▶ [MATERIAL PROVIDED]:
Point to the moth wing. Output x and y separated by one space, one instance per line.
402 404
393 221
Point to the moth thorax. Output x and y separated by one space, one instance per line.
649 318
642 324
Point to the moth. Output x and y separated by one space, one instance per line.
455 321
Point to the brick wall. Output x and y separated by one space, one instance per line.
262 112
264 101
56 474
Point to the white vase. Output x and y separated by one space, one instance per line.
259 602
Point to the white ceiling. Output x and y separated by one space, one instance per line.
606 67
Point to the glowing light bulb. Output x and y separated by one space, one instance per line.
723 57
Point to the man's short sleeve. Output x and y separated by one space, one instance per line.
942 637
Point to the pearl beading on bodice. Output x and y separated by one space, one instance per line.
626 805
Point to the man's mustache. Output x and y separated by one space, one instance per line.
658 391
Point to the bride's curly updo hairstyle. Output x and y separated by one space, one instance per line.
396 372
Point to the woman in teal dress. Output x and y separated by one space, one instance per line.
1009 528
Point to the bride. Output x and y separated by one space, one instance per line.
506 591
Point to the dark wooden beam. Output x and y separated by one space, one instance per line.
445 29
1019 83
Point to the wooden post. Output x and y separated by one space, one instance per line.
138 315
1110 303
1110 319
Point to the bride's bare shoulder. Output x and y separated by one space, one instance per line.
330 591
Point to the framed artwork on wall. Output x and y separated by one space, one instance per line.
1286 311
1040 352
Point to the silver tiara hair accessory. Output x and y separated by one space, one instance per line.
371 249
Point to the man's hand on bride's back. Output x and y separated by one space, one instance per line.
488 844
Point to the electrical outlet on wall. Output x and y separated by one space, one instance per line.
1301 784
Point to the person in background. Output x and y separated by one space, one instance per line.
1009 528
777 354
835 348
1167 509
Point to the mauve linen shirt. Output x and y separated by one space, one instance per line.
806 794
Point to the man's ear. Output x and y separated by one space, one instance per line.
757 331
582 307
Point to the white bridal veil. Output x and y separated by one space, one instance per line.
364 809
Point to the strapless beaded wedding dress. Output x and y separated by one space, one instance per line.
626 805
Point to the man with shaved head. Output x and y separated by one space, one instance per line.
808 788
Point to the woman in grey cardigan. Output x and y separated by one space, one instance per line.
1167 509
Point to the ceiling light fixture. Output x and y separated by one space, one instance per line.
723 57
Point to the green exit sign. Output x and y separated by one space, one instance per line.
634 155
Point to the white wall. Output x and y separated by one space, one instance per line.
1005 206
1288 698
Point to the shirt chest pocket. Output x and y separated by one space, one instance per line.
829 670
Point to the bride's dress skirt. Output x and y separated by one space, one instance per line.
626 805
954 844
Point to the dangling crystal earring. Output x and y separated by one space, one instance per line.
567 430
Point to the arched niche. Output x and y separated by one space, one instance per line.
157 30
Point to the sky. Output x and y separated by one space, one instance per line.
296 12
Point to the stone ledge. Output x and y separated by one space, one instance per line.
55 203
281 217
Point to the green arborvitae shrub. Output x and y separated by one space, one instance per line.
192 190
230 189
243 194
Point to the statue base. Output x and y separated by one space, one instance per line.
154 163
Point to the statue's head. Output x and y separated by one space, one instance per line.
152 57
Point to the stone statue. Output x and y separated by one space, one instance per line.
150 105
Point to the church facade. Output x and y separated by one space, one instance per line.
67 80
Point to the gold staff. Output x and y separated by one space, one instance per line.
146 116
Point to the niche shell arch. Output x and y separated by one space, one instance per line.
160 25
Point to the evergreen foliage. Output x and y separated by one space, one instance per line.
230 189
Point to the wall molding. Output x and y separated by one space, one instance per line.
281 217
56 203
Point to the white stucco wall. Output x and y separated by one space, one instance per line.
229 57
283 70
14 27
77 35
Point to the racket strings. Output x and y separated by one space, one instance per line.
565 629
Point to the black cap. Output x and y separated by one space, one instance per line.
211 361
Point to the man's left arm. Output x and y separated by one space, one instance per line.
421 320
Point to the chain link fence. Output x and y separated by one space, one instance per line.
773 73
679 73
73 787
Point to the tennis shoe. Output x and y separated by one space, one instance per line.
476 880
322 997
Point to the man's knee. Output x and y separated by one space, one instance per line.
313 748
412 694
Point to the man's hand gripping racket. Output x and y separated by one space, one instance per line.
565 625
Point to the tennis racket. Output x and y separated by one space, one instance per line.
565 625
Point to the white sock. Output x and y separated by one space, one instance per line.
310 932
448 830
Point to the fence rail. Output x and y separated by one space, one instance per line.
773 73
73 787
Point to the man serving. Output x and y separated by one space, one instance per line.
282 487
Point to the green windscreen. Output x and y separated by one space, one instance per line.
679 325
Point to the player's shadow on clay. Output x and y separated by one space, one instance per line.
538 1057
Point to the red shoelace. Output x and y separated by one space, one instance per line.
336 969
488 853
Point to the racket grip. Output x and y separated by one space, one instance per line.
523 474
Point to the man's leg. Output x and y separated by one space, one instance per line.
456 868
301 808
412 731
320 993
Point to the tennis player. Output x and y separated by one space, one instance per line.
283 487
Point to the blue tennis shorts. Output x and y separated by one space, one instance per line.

▶ [DO THIS]: Reproduce every item above as a numbered list, one line per number, and omit any blank lines.

▶ [RESPONSE FOR THIS EXERCISE]:
1. Point to the moth wing. Output x and y separated by one space, one instance per line.
2. 402 404
3. 393 221
4. Point to the moth thorax. Output x and y separated by one space, one instance per line.
5. 649 318
6. 642 324
7. Point to the moth. Output x and y separated by one space, one instance per line.
8. 455 321
9. Point to the brick wall. Output x and y separated by one space, one instance per line.
10. 262 112
11. 264 101
12. 56 474
13. Point to the white vase. Output x and y separated by one space, one instance per line.
14. 259 602
15. Point to the white ceiling. Output x and y separated by one space, one instance per line.
16. 606 67
17. Point to the glowing light bulb. Output x and y separated by one space, one instance per line.
18. 723 57
19. Point to the man's short sleeve. Output x and y separated by one space, one instance per line.
20. 942 637
21. Point to the pearl beading on bodice. Output x and y separated by one space, one instance per line.
22. 626 805
23. Point to the man's mustache. Output x and y separated by one space, one instance per line.
24. 658 391
25. Point to the bride's curly updo hairstyle. Output x and y separated by one space, one instance per line.
26. 396 372
27. Point to the woman in teal dress. Output x and y separated by one space, one instance per line.
28. 1009 528
29. Point to the bride. Output x and y separated by one space, one instance per line.
30. 506 591
31. Point to the dark wooden beam. Output x and y separated by one space, one instance per line.
32. 445 29
33. 1019 83
34. Point to the wooden post. Output x and y separated by one space, one instance per line.
35. 138 315
36. 1110 303
37. 1110 319
38. Point to the bride's bare shoulder. Output x and y separated by one space, one instance per line.
39. 330 591
40. Point to the framed artwork on wall. Output x and y separated by one space, one instance per line.
41. 1286 311
42. 1040 352
43. Point to the silver tiara hair accessory. Output x and y separated by one space, one instance per line.
44. 371 249
45. Point to the man's hand on bride's back. Output x and y separated by one space, one instance per line.
46. 488 844
47. Point to the electrical outlet on wall. Output x and y separated by one space, one instance per line.
48. 1301 784
49. Point to the person in background. Output x and y separated by one space, one instance per line.
50. 1009 528
51. 777 354
52. 835 348
53. 1167 509
54. Point to the mauve linen shirt. Output x and y separated by one space, one instance per line.
55. 806 794
56. Point to the man's ear. Output x and y separated by one space, one instance per line.
57. 757 331
58. 582 307
59. Point to the white bridal veil. Output x and y separated by one space, one instance per line.
60. 364 809
61. Point to the strapless beaded wedding dress. Output x and y separated by one space, one instance per line.
62. 626 805
63. Point to the man with shaved head. Output x and y separated by one space, one instance per line.
64. 808 788
65. Point to the woman in grey cardigan. Output x and y separated by one space, one instance per line.
66. 1167 509
67. Point to the ceiling light fixture. Output x and y separated by one space, one instance per line.
68. 723 57
69. Point to the green exit sign. Output x and y separated by one space, one instance per line.
70. 634 155
71. Point to the white wall. Output x and y separated by one space, one instance per line.
72. 1005 206
73. 1288 698
74. Point to the shirt chest pocket. Output x and y separated by one space, one instance per line.
75. 829 670
76. Point to the bride's dress skirt. Output x and y separated by one space, one instance per line.
77. 626 805
78. 954 844
79. Point to the dangling crystal earring. Output x and y separated by one space, one instance per line.
80. 567 430
81. Point to the arched niche. Output x and y separated by one space, one instance per line.
82. 157 30
83. Point to the sky. Output x and y separated by one space, one instance per line.
84. 296 12
85. Point to the stone ledge. Output x and y separated by one space, one instance per line.
86. 55 203
87. 281 217
88. Point to the green arborvitae shrub. Output x and y separated by one space, one instance per line.
89. 192 190
90. 230 189
91. 243 194
92. Point to the statue base. Output x and y separated by one space, one instance per line.
93. 154 163
94. Point to the statue's head. Output x and y separated by one space, one instance per line.
95. 152 57
96. Point to the stone statue. Output x and y separated by one space, one instance per line.
97. 150 105
98. Point to the church facade. Output x and y separated by one space, one instance per line.
99. 67 80
100. Point to the gold staff. Output x and y separated by one space, one instance per line.
101. 146 116
102. Point to the niche shell arch. Output x and y separated by one space, one instance per line.
103. 160 25
104. Point to the evergreen foliage. Output x and y separated by one space, one instance per line.
105. 230 189
106. Point to the wall molding. Output x and y separated by one space, one instance per line.
107. 281 217
108. 56 203
109. Point to the white stucco wall. Output x and y separated by one space, one instance per line.
110. 229 57
111. 283 70
112. 14 27
113. 77 35
114. Point to the racket strings. Output x and y separated by one space, one instance per line.
115. 565 629
116. Point to the black cap. Output x and y separated by one space, one instance per line.
117. 211 361
118. Point to the man's left arm. Output x and y separated by one space, one instance per line.
119. 421 320
120. Point to the chain link fence. Output x and y separated by one space, one instance per line.
121. 773 73
122. 679 73
123. 73 787
124. Point to the tennis shoe. Output x and y separated by one space, one instance per line.
125. 476 880
126. 322 997
127. Point to the man's knee. Output x and y separated by one space, one instance per line.
128. 313 748
129. 412 694
130. Point to the man's hand gripping racket. Output x and y separated by one space, one instance per line.
131. 565 625
132. Point to the tennis racket. Output x and y separated by one space, one instance per line.
133. 565 625
134. Point to the white sock. Output x and y separated by one space, one instance per line.
135. 310 932
136. 448 830
137. Point to the fence rail. Output x and y separated by one space, one instance per line.
138. 773 73
139. 73 787
140. Point to the man serving. Output x and y separated by one space, one instance per line.
141. 282 487
142. Point to the green windscreen. Output x and y separated by one space, one instance per line.
143. 679 325
144. Point to the player's shadow on clay. Output x and y separated by one space, one instance per line.
145. 538 1057
146. Point to the red shoelace. Output x and y separated by one space, one instance per line.
147. 336 969
148. 488 853
149. Point to the racket grip. Output x and y separated by one space, one instance per line.
150. 523 474
151. Point to the man's leg. Output x and y separated by one space, one instance per line.
152. 456 868
153. 301 808
154. 412 731
155. 320 993
156. Point to the tennis player. Output x and y separated by one space, one instance per line.
157. 283 487
158. Point to the blue tennis shorts. Output x and y separated by one space, one instance per line.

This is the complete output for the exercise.